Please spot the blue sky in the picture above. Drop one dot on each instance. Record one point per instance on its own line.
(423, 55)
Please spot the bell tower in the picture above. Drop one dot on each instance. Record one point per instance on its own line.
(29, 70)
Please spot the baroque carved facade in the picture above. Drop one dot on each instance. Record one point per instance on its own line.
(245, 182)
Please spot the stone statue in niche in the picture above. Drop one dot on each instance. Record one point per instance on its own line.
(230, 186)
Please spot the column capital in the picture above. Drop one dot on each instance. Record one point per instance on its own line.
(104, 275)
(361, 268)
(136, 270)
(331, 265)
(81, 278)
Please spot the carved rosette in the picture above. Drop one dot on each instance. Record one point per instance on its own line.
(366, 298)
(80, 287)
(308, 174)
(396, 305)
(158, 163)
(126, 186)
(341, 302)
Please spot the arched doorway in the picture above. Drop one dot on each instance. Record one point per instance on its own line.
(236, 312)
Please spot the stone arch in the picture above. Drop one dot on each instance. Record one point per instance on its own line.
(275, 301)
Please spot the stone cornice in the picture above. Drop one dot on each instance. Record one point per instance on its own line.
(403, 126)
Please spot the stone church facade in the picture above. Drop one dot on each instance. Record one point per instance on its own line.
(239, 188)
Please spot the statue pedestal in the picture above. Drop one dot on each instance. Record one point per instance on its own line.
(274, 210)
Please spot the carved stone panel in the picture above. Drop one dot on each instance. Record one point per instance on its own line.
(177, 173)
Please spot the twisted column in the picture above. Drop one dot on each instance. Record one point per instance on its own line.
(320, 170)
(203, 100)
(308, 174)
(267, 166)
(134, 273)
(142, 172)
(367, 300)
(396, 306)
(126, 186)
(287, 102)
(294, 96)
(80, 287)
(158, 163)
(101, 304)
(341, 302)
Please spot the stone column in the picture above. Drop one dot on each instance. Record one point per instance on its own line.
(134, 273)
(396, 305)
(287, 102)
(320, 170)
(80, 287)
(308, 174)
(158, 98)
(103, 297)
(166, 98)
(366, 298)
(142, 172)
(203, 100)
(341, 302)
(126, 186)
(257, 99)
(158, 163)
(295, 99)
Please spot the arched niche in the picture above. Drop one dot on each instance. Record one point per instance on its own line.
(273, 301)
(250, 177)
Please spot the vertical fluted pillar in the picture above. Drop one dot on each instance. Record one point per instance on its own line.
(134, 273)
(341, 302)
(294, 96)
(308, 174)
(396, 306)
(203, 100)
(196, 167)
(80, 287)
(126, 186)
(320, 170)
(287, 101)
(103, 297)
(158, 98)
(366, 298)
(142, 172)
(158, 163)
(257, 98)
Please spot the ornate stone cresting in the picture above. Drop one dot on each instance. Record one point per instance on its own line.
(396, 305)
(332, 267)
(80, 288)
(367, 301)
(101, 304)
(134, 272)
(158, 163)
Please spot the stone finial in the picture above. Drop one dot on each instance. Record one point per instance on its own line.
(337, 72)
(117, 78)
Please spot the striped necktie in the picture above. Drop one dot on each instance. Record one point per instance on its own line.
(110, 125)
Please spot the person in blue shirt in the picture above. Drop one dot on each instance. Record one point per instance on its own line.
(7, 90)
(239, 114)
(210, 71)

========================

» **Stated exercise**:
Copy all of the data exactly.

» **Solution**:
Please spot the blue sky in the picture above. Drop one dot on each instance. Record one point per instance on its own line.
(423, 55)
Please spot the bell tower in the picture above. Drop one dot on each instance. Record one point per instance on its own line.
(29, 70)
Please spot the baroque carved facade in the picture above. Drop one dot on each instance. Record one point per instance on its own line.
(245, 182)
Please spot the stone statue in niche in the picture above. Drop one dot on each instance. Record one point per instance on its own line.
(230, 186)
Please spot the column capital in the picture above. Drop one dot on each instance. Record one point per instance on its own line.
(104, 275)
(361, 268)
(136, 270)
(331, 265)
(81, 278)
Please spot the carved rosette in the picture above. Drop one dot on each instance. Record one point per instance on its own line.
(366, 298)
(80, 287)
(308, 174)
(396, 305)
(158, 163)
(126, 186)
(341, 302)
Please spot the arched doorway in the picture above. Drop one dot on each instance. Record one point per instance on its own line.
(236, 312)
Please spot the stone arch in the picture above. Drop one dot on each instance. Record one point per instance on its own line.
(275, 301)
Please spot the stone cornice in the picture above. Drop one dot on each instance. Record one point per instance on its own line.
(403, 126)
Please spot the stone church facade in the picture above. Drop one dot on each instance. Record one point per instance on its own line.
(239, 188)
Please spot the statue pedestal in the picture above. Drop one dot on each instance. Record one point per instance on its own line.
(274, 210)
Please spot the carved stone panel in the picture above. Drop one dot on each instance. Record one point per instance on its own line.
(177, 173)
Please spot the twisted column in the picture above. Drop one dot on each instance. Record one point per instance on its own line.
(320, 170)
(203, 100)
(308, 174)
(267, 166)
(134, 273)
(142, 172)
(367, 300)
(396, 306)
(126, 186)
(287, 102)
(294, 96)
(80, 287)
(158, 163)
(101, 304)
(341, 302)
Please spot the stone column in the picture above. Drop one dot on each instance. Record one point per instance on its own line.
(134, 273)
(396, 305)
(287, 102)
(320, 170)
(80, 287)
(308, 174)
(158, 98)
(103, 297)
(166, 98)
(366, 298)
(142, 172)
(203, 100)
(341, 302)
(126, 186)
(257, 99)
(158, 163)
(295, 99)
Please spot the arched niche in the picture above. Drop one dot on each instance. Record one point per instance on its own line.
(273, 301)
(250, 177)
Please spot the vertical fluted pillar in the picture above. Drop one dot on each instance. Record one point per instance on its own line.
(134, 273)
(341, 302)
(294, 96)
(308, 174)
(396, 306)
(203, 100)
(196, 167)
(80, 287)
(126, 186)
(320, 170)
(287, 101)
(103, 297)
(158, 98)
(366, 298)
(142, 172)
(158, 163)
(257, 98)
Please spot the ornate stone cresting in the picture above. Drop one dot on each instance. Record one point per instance on its own line.
(396, 305)
(332, 267)
(80, 288)
(367, 301)
(101, 304)
(134, 272)
(158, 163)
Please spot the stone finial in the picture above. Drop one dot on each instance. Record one point per instance on its own line.
(337, 72)
(117, 78)
Please spot the striped necktie in the picture above. Drop one dot on each instance. Record one point per instance on its own line.
(110, 125)
Please spot the person in blue shirt in the picture above. Drop one dot on each instance. Record one point per instance on its own line.
(7, 90)
(239, 114)
(210, 71)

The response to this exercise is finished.